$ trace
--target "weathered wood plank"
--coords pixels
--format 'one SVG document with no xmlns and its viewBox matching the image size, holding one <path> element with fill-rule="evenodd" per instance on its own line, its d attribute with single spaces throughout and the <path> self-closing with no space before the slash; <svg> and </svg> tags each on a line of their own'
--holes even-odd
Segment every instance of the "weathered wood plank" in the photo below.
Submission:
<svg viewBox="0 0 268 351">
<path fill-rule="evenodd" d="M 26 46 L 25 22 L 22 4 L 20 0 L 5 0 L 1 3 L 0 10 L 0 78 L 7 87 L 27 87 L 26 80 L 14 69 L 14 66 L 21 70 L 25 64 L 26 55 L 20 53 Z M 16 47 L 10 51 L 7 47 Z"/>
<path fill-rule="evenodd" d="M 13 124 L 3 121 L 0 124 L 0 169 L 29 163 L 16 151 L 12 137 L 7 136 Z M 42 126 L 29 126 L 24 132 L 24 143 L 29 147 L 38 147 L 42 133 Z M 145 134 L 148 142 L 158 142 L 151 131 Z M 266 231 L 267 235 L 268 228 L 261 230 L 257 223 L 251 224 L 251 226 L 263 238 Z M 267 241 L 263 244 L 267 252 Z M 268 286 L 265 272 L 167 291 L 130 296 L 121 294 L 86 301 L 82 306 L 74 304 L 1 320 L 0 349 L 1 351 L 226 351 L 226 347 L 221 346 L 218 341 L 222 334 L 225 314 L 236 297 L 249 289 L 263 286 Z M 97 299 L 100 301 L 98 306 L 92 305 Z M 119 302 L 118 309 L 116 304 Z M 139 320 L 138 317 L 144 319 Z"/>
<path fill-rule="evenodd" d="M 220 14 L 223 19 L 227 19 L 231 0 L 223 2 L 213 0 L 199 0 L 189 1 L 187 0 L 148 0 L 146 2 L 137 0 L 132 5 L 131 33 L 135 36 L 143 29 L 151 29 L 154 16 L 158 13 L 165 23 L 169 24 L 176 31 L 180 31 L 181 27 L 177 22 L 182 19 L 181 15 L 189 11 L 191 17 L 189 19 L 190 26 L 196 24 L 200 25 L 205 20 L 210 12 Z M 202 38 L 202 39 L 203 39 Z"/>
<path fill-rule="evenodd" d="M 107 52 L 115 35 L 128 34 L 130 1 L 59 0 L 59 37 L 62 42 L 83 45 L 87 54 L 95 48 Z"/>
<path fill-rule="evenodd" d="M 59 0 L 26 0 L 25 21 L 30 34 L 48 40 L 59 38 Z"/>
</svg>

:::::

**WHAT IS EXPECTED**.
Edit the data above by replacing every "weathered wood plank" with "rough timber board", and leave everything else unchanged.

**RESULT**.
$ trace
--target "rough timber board"
--coords pixels
--format 'one SVG document with no xmlns and its viewBox matching the image size, holding one <path> element with fill-rule="evenodd" per instance on its own line, its d attribute with single spaces throughout and the <path> self-closing with no space before the slash; <svg> and </svg> tags each on a line of their own'
--holes even-odd
Segment every instance of the "rough timber board" in the photo below.
Submission:
<svg viewBox="0 0 268 351">
<path fill-rule="evenodd" d="M 26 46 L 25 22 L 22 4 L 20 0 L 5 0 L 1 3 L 0 10 L 0 78 L 7 87 L 27 87 L 26 80 L 14 69 L 14 66 L 21 70 L 25 64 L 26 55 L 20 53 Z M 16 47 L 10 51 L 7 47 Z"/>
<path fill-rule="evenodd" d="M 13 124 L 3 121 L 0 124 L 0 169 L 29 163 L 16 151 L 12 137 L 7 136 Z M 42 126 L 29 126 L 24 132 L 24 143 L 29 147 L 38 147 L 42 133 Z M 145 134 L 148 142 L 158 142 L 151 131 Z M 266 231 L 267 235 L 268 228 L 261 230 L 257 223 L 251 224 L 251 226 L 263 238 Z M 267 241 L 263 244 L 267 252 Z M 268 286 L 265 272 L 167 291 L 130 296 L 121 294 L 86 301 L 82 306 L 74 304 L 1 320 L 0 349 L 1 351 L 226 351 L 226 347 L 221 346 L 218 341 L 222 334 L 225 314 L 236 297 L 249 289 L 263 286 Z M 97 299 L 100 301 L 98 306 L 92 305 Z M 119 302 L 118 309 L 116 304 Z M 139 320 L 138 317 L 144 319 Z"/>
<path fill-rule="evenodd" d="M 220 14 L 223 19 L 227 19 L 231 0 L 223 2 L 213 0 L 199 0 L 189 1 L 187 0 L 148 0 L 146 2 L 137 0 L 132 5 L 131 33 L 135 36 L 143 29 L 151 29 L 154 16 L 158 13 L 165 23 L 169 24 L 176 31 L 180 31 L 181 27 L 177 22 L 182 19 L 181 15 L 189 11 L 191 17 L 189 19 L 190 26 L 196 24 L 200 25 L 205 20 L 210 12 Z M 202 38 L 202 39 L 203 39 Z"/>
<path fill-rule="evenodd" d="M 107 52 L 115 35 L 128 34 L 130 1 L 59 0 L 59 37 L 62 42 L 83 45 L 87 54 L 95 48 Z"/>
<path fill-rule="evenodd" d="M 59 0 L 26 0 L 25 21 L 30 34 L 48 40 L 59 38 Z"/>
</svg>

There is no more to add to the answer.